Repeat the entries exactly as they are written.

+++ RECORDS TO PROCESS

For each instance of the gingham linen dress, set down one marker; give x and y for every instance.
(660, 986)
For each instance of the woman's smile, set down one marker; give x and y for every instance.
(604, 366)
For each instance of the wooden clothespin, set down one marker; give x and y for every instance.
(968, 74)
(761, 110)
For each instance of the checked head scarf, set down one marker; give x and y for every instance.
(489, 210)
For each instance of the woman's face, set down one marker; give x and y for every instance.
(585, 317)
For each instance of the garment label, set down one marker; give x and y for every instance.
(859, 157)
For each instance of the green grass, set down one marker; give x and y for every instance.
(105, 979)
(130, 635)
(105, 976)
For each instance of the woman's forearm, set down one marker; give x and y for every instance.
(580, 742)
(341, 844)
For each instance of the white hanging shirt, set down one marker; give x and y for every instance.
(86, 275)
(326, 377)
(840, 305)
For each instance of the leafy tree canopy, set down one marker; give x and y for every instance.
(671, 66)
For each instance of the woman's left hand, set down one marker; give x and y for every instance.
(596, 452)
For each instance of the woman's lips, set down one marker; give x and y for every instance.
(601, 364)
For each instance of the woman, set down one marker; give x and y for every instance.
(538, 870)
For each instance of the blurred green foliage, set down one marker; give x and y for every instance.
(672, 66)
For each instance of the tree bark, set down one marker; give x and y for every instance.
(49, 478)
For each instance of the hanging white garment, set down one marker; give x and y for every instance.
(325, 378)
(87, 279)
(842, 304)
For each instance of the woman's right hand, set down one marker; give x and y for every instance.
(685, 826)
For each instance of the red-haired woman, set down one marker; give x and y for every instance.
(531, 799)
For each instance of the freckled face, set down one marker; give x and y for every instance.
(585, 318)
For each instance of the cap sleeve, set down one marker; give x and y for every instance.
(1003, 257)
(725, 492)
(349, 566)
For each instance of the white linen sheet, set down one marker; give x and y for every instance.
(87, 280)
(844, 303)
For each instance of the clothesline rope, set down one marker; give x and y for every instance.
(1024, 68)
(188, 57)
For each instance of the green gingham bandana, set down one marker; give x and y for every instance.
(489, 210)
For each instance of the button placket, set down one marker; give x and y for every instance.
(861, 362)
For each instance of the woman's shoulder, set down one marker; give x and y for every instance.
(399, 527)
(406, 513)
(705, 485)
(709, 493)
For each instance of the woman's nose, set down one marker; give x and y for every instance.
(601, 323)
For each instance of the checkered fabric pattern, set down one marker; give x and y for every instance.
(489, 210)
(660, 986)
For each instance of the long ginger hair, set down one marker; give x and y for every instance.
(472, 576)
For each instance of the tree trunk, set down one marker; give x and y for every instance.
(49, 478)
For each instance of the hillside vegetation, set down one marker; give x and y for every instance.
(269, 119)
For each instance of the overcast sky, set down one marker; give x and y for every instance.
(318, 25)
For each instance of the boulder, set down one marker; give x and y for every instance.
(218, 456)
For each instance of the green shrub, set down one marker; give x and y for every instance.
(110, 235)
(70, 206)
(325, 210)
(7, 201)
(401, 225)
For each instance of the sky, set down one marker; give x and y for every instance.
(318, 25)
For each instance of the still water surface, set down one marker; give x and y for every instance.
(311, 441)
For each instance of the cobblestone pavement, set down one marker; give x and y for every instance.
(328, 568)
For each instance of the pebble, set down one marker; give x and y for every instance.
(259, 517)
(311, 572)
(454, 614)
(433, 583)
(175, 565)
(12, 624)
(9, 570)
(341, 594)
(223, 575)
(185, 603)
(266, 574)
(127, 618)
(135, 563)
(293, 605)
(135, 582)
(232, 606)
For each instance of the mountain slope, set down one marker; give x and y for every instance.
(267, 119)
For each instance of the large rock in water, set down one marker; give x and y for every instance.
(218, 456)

++++++

ANSWER FOR THIS EXERCISE
For each instance of the gingham linen dress, set down one marker; give x and y for every instance.
(660, 986)
For each instance of the woman's smile, set down one marker; give x and y for every instance.
(604, 366)
For each instance of the wooden clothespin, set down one marker; give x and y for every instance.
(968, 74)
(761, 110)
For each instance of the checked head scarf, set down one marker; give x and y for every instance.
(489, 210)
For each instance of the woman's face, set down one marker; give x and y for every instance.
(585, 317)
For each instance of the garment label, set down one marker; give x and y for every instance.
(859, 157)
For each instance of the green grass, set down one marker; give x and y for every instance.
(105, 979)
(130, 635)
(105, 976)
For each instance of the woman's forearm, set down one marker; give x and y for every instance.
(580, 742)
(341, 844)
For each instance of the white hanging shirt, set down one marker; give x and y for every instance.
(86, 275)
(326, 377)
(840, 305)
For each instance of the leafy tree canopy, set down one marker; give x and y for every instance.
(671, 66)
For each instance of the woman's left hand, set down one marker; give x and y for every instance.
(596, 452)
For each instance of the woman's lips, set down one marker; give x and y for every instance.
(601, 364)
For each instance of the woman, set down one marker; give x and y for every instance.
(538, 870)
For each instance of the blurred green foliage, set down one marker; give x and y for every instance.
(672, 66)
For each instance of the tree bark, set down one marker; give x and y for every instance.
(49, 478)
For each instance of the hanging white garment, set down one marker; give x and y for every instance.
(325, 378)
(87, 279)
(842, 304)
For each instance of the woman's right hand, set down one marker; give x and y for every instance.
(685, 826)
For each instance of the red-haired woman, set down one marker; give x and y for every instance.
(531, 799)
For each instance of the freckled face, set down one marker; give x and y for every instance.
(585, 318)
For each instance of the cap sleeve, set down one marker; give x and y for every instance.
(1003, 257)
(725, 492)
(349, 566)
For each instance of the white linen sheet, set down one marker; give x and y for every instance.
(87, 280)
(844, 303)
For each instance of the clothesline rope, set down one marker; give x and y for every instance.
(1024, 68)
(188, 57)
For each instance of the green gingham bandana, set down one marker; give x and y for every instance.
(489, 210)
For each instance of the button placket, set down one marker; give x and y for every instance.
(861, 362)
For each instance of the woman's shoulder, set down one marker; give x and y for every instance.
(399, 527)
(406, 513)
(705, 485)
(709, 493)
For each instance of the woman's nose, set down one marker; give x and y for every instance.
(601, 323)
For each instance of the checkered fabric pattern, set down one marker; give x and y for every instance.
(489, 210)
(660, 986)
For each instance of the long ginger hair, set down one marker; give x and y for every instance.
(472, 576)
For each instance of the tree trunk, set down one marker; give x and y for every instance.
(49, 478)
For each instance of the hillside vegetation, set down one marker; give x and y for every instance.
(269, 119)
For each instance of the overcast sky, set down one marker; give x and y for every instance.
(318, 25)
For each instance of the boulder, set down one marker; give x and y for every instance.
(218, 456)
For each instance of the green shrub, set down one marker; give x and y for every instance.
(110, 235)
(70, 206)
(325, 210)
(7, 201)
(401, 225)
For each instance of the sky, set down one marker; give x and y for every instance.
(318, 25)
For each instance of the still water surface, set down one marker; give x and y for every instance.
(311, 441)
For each instance of the cobblestone pavement, set down one marker; give x and y for every instance.
(328, 568)
For each instance of the pebble, set down one marker; give x and y for every instance.
(259, 517)
(311, 572)
(454, 614)
(433, 583)
(175, 565)
(12, 624)
(9, 570)
(341, 594)
(223, 575)
(185, 603)
(266, 574)
(127, 618)
(135, 563)
(293, 605)
(135, 582)
(232, 606)
For each instance of the mountain slope, set down one marker; give x and y for every instance.
(267, 119)
For each instance of the large rock in water, set down one marker; give x and y for every instance.
(218, 456)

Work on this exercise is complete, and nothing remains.